Saved entries:
........
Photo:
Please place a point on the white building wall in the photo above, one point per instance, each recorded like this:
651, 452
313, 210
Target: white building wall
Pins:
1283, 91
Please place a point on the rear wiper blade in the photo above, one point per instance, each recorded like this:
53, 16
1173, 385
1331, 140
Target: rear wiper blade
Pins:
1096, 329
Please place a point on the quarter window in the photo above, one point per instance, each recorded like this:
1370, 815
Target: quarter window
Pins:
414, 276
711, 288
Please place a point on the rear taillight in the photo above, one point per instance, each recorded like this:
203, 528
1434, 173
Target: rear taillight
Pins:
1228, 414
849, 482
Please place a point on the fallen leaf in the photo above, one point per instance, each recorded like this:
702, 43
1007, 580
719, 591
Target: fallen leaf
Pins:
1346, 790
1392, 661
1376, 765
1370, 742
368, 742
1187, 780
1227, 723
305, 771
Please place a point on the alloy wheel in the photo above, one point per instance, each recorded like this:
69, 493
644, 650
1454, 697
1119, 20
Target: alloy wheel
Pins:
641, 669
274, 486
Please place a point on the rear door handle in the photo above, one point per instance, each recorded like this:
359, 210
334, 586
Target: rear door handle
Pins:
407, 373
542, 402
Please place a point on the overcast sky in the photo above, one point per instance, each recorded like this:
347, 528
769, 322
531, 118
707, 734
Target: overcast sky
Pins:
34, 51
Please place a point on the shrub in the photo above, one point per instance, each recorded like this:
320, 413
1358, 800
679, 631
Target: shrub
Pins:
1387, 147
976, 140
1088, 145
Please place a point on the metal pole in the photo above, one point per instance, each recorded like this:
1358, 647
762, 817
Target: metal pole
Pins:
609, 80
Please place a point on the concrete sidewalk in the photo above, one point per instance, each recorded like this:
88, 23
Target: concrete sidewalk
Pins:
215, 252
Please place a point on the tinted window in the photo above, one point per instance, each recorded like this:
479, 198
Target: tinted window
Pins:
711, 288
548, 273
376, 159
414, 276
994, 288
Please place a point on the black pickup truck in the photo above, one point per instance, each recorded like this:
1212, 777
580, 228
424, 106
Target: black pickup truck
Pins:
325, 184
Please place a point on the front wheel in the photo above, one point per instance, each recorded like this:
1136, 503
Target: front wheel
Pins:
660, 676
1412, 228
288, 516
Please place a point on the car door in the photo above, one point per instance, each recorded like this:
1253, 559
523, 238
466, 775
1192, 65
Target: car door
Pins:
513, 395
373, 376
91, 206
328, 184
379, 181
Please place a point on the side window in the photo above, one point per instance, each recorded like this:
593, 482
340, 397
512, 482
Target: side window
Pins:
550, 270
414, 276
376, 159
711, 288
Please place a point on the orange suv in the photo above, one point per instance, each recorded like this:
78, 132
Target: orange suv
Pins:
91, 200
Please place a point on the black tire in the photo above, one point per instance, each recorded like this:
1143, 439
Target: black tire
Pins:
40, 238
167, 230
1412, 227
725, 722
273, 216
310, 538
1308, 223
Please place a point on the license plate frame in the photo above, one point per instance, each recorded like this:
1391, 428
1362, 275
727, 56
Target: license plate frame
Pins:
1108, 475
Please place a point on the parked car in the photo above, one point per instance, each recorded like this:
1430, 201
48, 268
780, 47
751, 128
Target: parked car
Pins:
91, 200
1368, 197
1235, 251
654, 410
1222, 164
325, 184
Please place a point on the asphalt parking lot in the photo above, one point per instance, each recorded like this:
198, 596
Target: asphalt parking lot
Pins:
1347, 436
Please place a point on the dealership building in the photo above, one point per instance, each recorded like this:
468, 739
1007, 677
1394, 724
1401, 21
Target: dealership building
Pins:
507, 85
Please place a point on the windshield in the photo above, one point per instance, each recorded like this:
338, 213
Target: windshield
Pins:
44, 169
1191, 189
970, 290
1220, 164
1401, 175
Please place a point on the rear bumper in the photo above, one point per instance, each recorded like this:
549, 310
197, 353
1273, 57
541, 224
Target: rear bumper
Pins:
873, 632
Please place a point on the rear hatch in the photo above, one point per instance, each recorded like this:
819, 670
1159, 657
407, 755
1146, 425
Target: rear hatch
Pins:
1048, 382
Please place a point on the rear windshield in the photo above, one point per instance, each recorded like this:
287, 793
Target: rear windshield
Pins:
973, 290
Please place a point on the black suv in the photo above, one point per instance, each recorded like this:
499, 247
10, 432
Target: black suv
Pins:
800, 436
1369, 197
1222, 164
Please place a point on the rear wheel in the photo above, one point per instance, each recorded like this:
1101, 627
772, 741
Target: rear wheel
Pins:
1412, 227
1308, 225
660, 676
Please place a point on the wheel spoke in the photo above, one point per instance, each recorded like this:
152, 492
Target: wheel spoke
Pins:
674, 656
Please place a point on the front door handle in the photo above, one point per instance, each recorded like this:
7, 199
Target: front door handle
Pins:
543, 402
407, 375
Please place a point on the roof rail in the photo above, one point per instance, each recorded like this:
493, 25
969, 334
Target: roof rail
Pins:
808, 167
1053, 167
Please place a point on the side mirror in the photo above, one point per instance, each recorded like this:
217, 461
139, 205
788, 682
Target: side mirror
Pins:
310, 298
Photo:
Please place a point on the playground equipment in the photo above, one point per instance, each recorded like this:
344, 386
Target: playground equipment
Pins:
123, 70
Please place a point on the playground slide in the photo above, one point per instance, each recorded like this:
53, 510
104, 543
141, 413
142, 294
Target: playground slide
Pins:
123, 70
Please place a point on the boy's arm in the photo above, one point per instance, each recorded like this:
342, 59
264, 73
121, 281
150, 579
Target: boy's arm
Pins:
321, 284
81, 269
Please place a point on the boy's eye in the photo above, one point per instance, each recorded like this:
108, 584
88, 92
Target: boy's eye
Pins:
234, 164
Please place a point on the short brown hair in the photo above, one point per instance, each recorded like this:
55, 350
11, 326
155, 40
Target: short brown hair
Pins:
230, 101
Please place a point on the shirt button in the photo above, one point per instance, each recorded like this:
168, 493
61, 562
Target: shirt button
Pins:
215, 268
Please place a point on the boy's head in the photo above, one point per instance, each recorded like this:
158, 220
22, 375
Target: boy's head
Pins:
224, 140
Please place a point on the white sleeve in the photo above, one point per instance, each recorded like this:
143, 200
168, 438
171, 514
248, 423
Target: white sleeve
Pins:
........
HOW TO COMPLETE THIS TASK: Your task is to gather all lines from the entries above that hold the word "alloy".

WRITTEN ANSWER:
Please place a point on the alloy wheel in the photo above, one point per instance, each recorded like this:
Target: alloy wheel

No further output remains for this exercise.